What you will do.
#1 According to the study methods passage, what testosterone dose did participants receive during the TE phase?
#2 Print the part of the study methods passage starting at "An investigator (J.B.)" and ending at "TE) test sessions.".

Document passage.

Fifteen elderly men participating in a larger pilot study of the effects of TE on mood and cognition agreed to participate in an optional PET neuroimaging study. They were recruited through advertisements in local newspapers and local retirement communities. The first 15 men to consent were enrolled. Each participant underwent a medical screen with a study physician before enrollment. Inclusionary criteria were age greater than 65 yr; normal prostate-specific antigen (PSA), hepatic function, hematocrit, and lipid values; normal digital rectal exam; and a total testosterone level greater than 240 ng/dl. Exclusionary criteria were prostate cancer, allergy to sesame oil vehicle, serious systemic disease, conditions that affect gonadal hormone levels (e.g. primary hypogonadism), use of medications affecting central nervous system function, current Axis I psychiatric disorder, and traumatic brain injury. Standardized instruments were used to rule out clinical depression, prostate symptoms (23), alcohol abuse (24), and cognitive impairment (i.e. Mini Mental State Exam < 25th percentile for age and education). Before and after the PET study, participants underwent a routine medical examination, including determination of blood pressure and pulse. Participants did not receive any central nervous system-active drug and did not suffer any significant medical or psychiatric illness during the study. The Johns Hopkins University Institutional Review Board approved the study, and informed consent was obtained from all participants after they received a full explanation of the procedures. The participants received no compensation for participation.

Randomization procedures

An investigator (J.B.) determined the treatment order by coin toss and conveyed that information to a study nurse. Neither the person responsible for randomization nor the person responsible for dispensing the treatment participated in data collection or analysis. At the beginning of each treatment phase, blinded medical personnel administered the injection. The participants received each of two treatments for 90 d, one consisting of TE (200 mg every other week) and the other being an identical placebo (sesame oil vehicle), with a 90-d washout between phases. Neuropsychological, neuroimaging evaluations, and hormone measures were obtained on the same day at the end of each of the two phases. Evaluations took place 7–10 d after the final biweekly injection, corresponding to postpeak values. There was a 6-month interval between the two (i.e. placebo and TE) test sessions.

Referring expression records
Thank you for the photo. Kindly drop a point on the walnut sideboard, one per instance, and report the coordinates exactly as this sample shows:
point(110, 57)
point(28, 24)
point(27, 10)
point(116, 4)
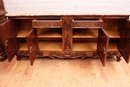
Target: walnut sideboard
point(67, 36)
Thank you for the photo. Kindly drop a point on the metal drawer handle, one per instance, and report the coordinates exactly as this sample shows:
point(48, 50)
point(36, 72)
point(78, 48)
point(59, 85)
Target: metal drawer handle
point(6, 42)
point(129, 43)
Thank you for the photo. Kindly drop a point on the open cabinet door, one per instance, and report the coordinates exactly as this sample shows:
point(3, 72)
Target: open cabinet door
point(32, 42)
point(102, 45)
point(124, 48)
point(9, 39)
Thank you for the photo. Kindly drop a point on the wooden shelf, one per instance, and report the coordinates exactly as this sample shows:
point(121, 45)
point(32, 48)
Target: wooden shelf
point(50, 33)
point(84, 46)
point(113, 33)
point(22, 34)
point(85, 33)
point(50, 45)
point(23, 46)
point(112, 46)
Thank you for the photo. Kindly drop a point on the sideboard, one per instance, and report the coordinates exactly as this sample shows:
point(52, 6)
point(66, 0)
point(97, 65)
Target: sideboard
point(67, 36)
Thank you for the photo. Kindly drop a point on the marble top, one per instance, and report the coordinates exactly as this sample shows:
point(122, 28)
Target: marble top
point(79, 10)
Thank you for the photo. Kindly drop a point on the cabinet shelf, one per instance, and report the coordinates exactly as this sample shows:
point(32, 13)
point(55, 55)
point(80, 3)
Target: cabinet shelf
point(50, 45)
point(23, 46)
point(85, 33)
point(50, 33)
point(112, 33)
point(22, 33)
point(84, 45)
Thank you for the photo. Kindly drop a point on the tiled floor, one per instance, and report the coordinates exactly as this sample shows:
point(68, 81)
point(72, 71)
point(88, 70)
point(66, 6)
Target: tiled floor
point(64, 73)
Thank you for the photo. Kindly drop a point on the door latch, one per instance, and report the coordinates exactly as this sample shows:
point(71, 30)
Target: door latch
point(30, 49)
point(6, 42)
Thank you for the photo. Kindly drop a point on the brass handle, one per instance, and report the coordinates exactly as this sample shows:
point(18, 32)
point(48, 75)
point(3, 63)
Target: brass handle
point(31, 49)
point(104, 50)
point(6, 42)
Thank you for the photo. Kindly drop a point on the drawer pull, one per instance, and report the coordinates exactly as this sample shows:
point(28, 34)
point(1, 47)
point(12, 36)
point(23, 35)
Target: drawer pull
point(31, 49)
point(104, 50)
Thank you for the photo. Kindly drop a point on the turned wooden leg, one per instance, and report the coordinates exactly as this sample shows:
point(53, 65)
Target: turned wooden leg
point(118, 59)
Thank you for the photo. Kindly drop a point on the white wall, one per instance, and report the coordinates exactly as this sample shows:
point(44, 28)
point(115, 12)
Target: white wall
point(11, 5)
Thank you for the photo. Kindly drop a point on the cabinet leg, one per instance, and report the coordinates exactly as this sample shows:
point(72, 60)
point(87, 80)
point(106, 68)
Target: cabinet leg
point(18, 58)
point(118, 59)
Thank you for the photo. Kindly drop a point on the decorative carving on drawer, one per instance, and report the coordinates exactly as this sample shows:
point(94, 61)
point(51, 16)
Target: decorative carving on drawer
point(46, 24)
point(87, 24)
point(67, 43)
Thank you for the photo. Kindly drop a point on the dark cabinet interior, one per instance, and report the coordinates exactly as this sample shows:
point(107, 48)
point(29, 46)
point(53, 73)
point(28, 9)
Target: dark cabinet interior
point(65, 37)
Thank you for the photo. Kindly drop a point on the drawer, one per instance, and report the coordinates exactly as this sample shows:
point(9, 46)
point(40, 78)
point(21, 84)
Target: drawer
point(87, 23)
point(46, 23)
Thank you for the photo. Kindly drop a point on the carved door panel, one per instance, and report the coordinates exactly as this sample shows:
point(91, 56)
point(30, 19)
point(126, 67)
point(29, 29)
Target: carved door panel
point(102, 45)
point(32, 43)
point(9, 39)
point(124, 48)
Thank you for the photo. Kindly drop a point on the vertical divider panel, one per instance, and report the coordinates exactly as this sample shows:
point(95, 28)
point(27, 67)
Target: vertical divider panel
point(102, 46)
point(67, 33)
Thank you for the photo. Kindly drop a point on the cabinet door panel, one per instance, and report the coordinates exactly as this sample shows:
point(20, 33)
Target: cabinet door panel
point(32, 42)
point(125, 43)
point(9, 39)
point(102, 45)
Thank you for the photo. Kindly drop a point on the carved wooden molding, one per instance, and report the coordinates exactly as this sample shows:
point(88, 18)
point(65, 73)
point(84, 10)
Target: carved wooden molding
point(80, 54)
point(55, 54)
point(22, 53)
point(69, 54)
point(46, 24)
point(87, 24)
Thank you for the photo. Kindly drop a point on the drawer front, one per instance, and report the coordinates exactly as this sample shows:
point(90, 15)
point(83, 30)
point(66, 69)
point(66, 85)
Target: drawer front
point(46, 23)
point(87, 23)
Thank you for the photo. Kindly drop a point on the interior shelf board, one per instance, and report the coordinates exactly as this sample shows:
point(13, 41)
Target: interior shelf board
point(84, 46)
point(23, 46)
point(112, 46)
point(22, 33)
point(85, 33)
point(50, 45)
point(112, 33)
point(49, 33)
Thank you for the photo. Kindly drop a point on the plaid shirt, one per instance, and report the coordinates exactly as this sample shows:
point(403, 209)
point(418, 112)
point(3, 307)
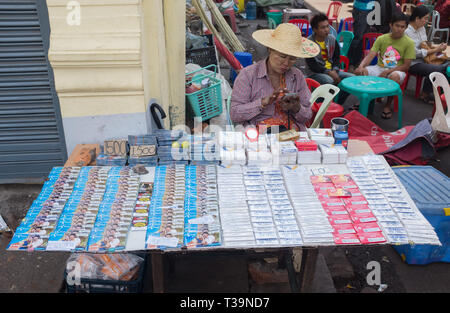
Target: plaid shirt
point(253, 84)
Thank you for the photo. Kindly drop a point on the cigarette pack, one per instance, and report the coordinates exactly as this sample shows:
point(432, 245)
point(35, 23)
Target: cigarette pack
point(304, 144)
point(330, 154)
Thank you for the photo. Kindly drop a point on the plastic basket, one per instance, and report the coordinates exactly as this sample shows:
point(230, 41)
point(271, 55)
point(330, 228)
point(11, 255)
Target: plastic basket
point(206, 102)
point(110, 286)
point(203, 56)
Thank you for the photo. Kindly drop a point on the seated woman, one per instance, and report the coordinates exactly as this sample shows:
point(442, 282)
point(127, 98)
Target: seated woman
point(259, 93)
point(416, 31)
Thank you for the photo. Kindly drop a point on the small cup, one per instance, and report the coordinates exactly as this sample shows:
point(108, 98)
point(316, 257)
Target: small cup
point(339, 124)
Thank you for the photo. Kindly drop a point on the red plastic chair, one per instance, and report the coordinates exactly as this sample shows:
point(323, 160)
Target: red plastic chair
point(419, 80)
point(300, 23)
point(334, 110)
point(230, 14)
point(312, 84)
point(344, 61)
point(368, 40)
point(334, 8)
point(403, 88)
point(348, 24)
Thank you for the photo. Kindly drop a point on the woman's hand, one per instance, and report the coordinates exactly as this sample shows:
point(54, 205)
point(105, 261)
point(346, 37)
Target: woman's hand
point(277, 95)
point(291, 103)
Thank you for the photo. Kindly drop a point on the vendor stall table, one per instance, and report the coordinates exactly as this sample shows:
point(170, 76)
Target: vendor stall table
point(368, 88)
point(299, 281)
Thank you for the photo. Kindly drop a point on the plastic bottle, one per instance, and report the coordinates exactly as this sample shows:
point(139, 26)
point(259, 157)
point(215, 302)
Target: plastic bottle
point(250, 10)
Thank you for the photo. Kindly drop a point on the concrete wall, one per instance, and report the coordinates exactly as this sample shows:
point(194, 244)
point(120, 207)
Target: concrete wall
point(110, 62)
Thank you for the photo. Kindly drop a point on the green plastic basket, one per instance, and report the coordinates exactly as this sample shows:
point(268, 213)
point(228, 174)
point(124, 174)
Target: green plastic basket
point(206, 102)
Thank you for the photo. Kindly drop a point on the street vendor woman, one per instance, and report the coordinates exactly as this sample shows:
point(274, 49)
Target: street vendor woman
point(272, 92)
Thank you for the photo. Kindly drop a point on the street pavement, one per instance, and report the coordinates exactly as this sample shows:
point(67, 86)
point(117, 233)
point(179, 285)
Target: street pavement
point(339, 269)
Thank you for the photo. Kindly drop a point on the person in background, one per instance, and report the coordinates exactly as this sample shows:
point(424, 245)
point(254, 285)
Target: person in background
point(443, 7)
point(361, 9)
point(416, 31)
point(396, 51)
point(259, 92)
point(326, 65)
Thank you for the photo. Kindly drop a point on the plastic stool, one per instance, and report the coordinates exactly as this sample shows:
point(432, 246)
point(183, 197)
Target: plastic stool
point(297, 13)
point(444, 105)
point(230, 13)
point(334, 110)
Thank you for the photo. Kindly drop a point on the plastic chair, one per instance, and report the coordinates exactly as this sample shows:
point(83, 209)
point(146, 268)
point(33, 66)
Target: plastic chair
point(344, 61)
point(232, 17)
point(312, 84)
point(327, 92)
point(407, 8)
point(435, 26)
point(334, 8)
point(347, 24)
point(333, 31)
point(347, 38)
point(229, 121)
point(419, 81)
point(403, 88)
point(441, 121)
point(368, 40)
point(300, 23)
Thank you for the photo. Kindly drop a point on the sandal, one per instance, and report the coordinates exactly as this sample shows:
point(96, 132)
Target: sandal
point(354, 107)
point(427, 99)
point(386, 115)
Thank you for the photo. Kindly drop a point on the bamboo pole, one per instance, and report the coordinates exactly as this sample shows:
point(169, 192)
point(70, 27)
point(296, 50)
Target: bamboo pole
point(174, 22)
point(205, 19)
point(224, 28)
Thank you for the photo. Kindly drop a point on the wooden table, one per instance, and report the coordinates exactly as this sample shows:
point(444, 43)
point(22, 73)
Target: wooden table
point(300, 262)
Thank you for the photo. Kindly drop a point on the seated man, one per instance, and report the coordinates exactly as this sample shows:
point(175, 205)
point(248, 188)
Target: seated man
point(395, 52)
point(326, 65)
point(273, 92)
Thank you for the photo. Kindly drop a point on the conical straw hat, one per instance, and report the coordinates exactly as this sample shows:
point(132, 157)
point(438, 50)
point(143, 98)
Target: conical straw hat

Answers to the exercises.
#1 200 mg every other week.

#2
An investigator (J.B.) determined the treatment order by coin toss and conveyed that information to a study nurse. Neither the person responsible for randomization nor the person responsible for dispensing the treatment participated in data collection or analysis. At the beginning of each treatment phase, blinded medical personnel administered the injection. The participants received each of two treatments for 90 d, one consisting of TE (200 mg every other week) and the other being an identical placebo (sesame oil vehicle), with a 90-d washout between phases. Neuropsychological, neuroimaging evaluations, and hormone measures were obtained on the same day at the end of each of the two phases. Evaluations took place 7–10 d after the final biweekly injection, corresponding to postpeak values. There was a 6-month interval between the two (i.e. placebo and TE) test sessions.